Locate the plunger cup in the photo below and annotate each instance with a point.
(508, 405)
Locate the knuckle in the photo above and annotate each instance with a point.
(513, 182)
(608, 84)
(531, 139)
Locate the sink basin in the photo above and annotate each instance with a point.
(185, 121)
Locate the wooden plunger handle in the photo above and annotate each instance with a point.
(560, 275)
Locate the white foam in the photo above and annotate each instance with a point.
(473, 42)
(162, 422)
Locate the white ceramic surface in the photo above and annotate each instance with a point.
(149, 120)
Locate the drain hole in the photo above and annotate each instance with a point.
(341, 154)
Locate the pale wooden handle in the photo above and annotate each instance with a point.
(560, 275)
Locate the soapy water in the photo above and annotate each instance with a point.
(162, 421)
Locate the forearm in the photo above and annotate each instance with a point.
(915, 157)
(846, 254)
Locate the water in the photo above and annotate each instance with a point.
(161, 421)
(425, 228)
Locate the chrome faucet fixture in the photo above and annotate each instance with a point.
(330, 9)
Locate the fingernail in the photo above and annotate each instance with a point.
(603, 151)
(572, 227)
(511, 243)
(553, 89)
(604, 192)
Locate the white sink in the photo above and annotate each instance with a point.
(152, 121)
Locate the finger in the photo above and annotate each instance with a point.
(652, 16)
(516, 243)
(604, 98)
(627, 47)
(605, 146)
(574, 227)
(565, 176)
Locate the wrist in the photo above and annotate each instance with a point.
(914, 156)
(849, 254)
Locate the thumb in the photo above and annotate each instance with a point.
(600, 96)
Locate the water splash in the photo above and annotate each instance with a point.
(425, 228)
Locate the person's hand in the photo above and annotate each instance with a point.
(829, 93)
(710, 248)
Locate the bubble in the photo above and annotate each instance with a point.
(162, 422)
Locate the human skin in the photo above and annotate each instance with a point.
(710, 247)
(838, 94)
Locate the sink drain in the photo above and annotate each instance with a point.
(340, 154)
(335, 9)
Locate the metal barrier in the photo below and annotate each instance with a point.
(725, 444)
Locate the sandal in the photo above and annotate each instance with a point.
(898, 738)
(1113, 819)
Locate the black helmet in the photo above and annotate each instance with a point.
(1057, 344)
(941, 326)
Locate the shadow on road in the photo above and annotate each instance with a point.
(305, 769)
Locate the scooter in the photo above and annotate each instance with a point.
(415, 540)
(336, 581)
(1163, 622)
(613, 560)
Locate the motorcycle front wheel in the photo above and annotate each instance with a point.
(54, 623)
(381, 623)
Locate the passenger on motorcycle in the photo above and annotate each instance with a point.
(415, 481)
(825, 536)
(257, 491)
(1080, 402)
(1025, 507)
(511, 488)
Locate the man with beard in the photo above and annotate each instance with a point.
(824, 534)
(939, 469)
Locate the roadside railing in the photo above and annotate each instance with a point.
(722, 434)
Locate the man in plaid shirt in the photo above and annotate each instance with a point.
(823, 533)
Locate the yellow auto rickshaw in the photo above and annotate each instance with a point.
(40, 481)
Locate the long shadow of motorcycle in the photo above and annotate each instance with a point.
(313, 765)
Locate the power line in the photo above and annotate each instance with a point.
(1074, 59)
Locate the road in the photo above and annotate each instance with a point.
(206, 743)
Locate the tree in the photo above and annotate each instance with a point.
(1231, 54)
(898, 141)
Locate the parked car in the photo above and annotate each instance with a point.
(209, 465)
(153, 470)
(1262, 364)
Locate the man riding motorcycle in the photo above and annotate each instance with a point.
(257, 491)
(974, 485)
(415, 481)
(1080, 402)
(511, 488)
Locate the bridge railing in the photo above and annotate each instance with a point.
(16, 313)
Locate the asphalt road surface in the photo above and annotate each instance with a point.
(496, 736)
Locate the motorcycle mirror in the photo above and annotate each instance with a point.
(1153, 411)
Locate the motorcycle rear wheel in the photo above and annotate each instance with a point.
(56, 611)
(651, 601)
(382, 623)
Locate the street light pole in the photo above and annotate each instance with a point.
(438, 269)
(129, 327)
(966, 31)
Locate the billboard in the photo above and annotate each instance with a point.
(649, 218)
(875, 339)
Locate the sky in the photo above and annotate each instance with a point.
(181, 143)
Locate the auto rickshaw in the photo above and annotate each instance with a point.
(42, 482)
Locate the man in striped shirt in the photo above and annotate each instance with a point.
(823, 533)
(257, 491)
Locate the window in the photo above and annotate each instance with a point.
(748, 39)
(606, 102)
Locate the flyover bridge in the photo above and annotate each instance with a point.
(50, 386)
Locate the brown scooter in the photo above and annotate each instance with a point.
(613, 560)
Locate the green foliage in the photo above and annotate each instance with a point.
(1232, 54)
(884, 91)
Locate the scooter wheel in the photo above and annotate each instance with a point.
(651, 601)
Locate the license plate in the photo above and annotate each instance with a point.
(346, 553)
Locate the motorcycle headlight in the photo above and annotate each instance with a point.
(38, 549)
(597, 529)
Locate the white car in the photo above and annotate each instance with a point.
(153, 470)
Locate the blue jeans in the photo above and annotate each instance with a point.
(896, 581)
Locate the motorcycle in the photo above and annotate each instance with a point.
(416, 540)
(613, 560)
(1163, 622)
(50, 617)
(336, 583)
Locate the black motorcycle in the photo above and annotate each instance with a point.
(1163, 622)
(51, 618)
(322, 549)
● ● ● ● ●
Brief:
Exact copies of all the records are required.

Result of this exercise:
Locate the plunger cup in the photo below and annotate each instance with a point.
(508, 405)
Locate the knuckle in the photo above and annotate each instance with a point.
(513, 182)
(608, 84)
(531, 139)
Locate the sink basin in the photo above and annotate each instance with a point.
(185, 121)
Locate the wooden plunger handle in the photo above and annotate each instance with a point.
(560, 275)
Locate the white foam in the photo above and annotate each instance with a point.
(473, 42)
(162, 422)
Locate the white ceramic surface in the photo above and annotate each instance with a point.
(149, 120)
Locate the drain hole in the photo above and annotate each instance with a point.
(341, 154)
Locate the pale wooden handle in the photo above and annotate each instance with a point.
(560, 275)
Locate the soapy water in the photo above and annotate each instance with a point.
(162, 421)
Locate the forearm in the photo above and annotate each instance with a point.
(915, 157)
(846, 254)
Locate the water in the photo above and annotate each instance with a point.
(161, 421)
(425, 228)
Locate the chrome faucet fixture in the photo above and annotate each instance with a point.
(330, 9)
Locate the fingernail in the photo above and annotate each instance with a point.
(603, 151)
(572, 227)
(511, 243)
(553, 89)
(604, 192)
Locate the white sink in the photo above and annotate each instance with a point.
(152, 121)
Locate the finger in the photo above and annotate each instance with a point.
(652, 16)
(516, 243)
(604, 98)
(627, 47)
(605, 146)
(574, 227)
(565, 176)
Locate the wrist in the photo above and annotate each instance with a point.
(914, 156)
(849, 254)
Locate the thumb in the photo above and annotate each instance with a point.
(600, 96)
Locate the water splash in the photo above and annotate each instance with a point.
(425, 228)
Locate the person's hand in the photo above and annotate each instance with a point.
(829, 93)
(710, 248)
Locate the bubble in the photo above and annotate each instance with a point.
(162, 422)
Locate the human skin in the photo above and annotate each instance with a point.
(710, 247)
(838, 94)
Locate the sink drain in the photo above and annotate each instance with a point.
(340, 154)
(335, 9)
Locate the metal barrier in the photo below and annotate each instance with a point.
(725, 444)
Locate the sandal in the photo above and annotate each instance with a point.
(898, 738)
(1113, 819)
Locate the black helmet in the photo above and annotate each instance with a point.
(1057, 344)
(941, 326)
Locate the shadow on road in the photo above and annotate each instance with a point.
(305, 769)
Locate the scooter in the photo above and annotate each instance with a point.
(415, 540)
(336, 581)
(1163, 622)
(613, 560)
Locate the motorcycle front wheel in the photo above and annotate each instance with a point.
(54, 623)
(381, 623)
Locate the passenger on motorcycle in the photo above and annotate each instance with a point.
(415, 481)
(825, 536)
(257, 491)
(1080, 402)
(1025, 507)
(511, 488)
Locate the man with beard in the photo above and annotate each instance with a point.
(824, 534)
(939, 469)
Locate the roadside railing in the photo above and annotate each instance with a point.
(722, 434)
Locate the man in plaid shirt in the photo above and annotate each instance with a point.
(823, 533)
Locate the yellow auto rickshaw in the photo above and annotate each instance with a point.
(40, 481)
Locate the long shadow of motorcycle in the photo above and annotate each instance with a point.
(313, 765)
Locate the power line in the photo above and annotate each instance with a point.
(1074, 59)
Locate the road in the photo above and annotate each instance with a point.
(206, 743)
Locate the tree in the photo above and annotate each instance with a point.
(1231, 54)
(898, 141)
Locate the parked car in the photo above and annotate each instance with a point.
(209, 465)
(153, 470)
(1262, 364)
Locate the man riding motorcycle in the photo above and annotate each instance with a point.
(257, 491)
(974, 485)
(415, 481)
(1080, 402)
(511, 488)
Locate the bridge railing in the photo above and annotate each instance with a point.
(16, 313)
Locate the asphalt road surface in the photo above and annotate each instance with a point.
(496, 736)
Locate the motorcycle mirror in the photo above and annotate each instance with a point.
(1153, 411)
Locate the motorcycle rear wheel in the photo above and annotate each instance with a point.
(56, 611)
(651, 601)
(382, 623)
Locate the street light pole in the photo above and annotate each instance with a point.
(438, 269)
(129, 327)
(966, 31)
Locate the billboard in the photo above and annotate each instance with a point.
(649, 218)
(875, 339)
Locate the sky in the photo above and annotate each instance with a point.
(181, 143)
Locate the auto rickshaw in the photo above and annotate each instance with a point.
(42, 482)
Locate the man in striped shirt in the photo above and annotate each instance with a point.
(823, 533)
(257, 491)
Locate the window in the photo above and annotate each instance with a point.
(748, 39)
(606, 102)
Locate the flyover bridge in the photo above and annotate each instance with a point.
(50, 386)
Locate the brown scooter in the photo above and annotate each instance with a point.
(613, 560)
Locate the green foliage in the photo above and annotate each instance with a point.
(1232, 54)
(884, 91)
Locate the scooter wheel in the photo above and annotate each instance with a point.
(651, 601)
Locate the license plate in the photo above and annotate each instance with a point.
(346, 553)
Locate the motorcycle headlight in the photo above and annotate each instance with a point.
(38, 549)
(597, 529)
Locate the white car in the photo above and annotate each instance with a point.
(153, 470)
Locate the blue jeans in the photo above and annotate each instance with a point.
(896, 581)
Locate the motorcycle in the photo above and annotate each instance with a point.
(416, 540)
(613, 560)
(1163, 622)
(50, 617)
(336, 583)
Locate the black motorcycle in the photo above and annotate each instance with a point.
(1163, 622)
(51, 618)
(322, 549)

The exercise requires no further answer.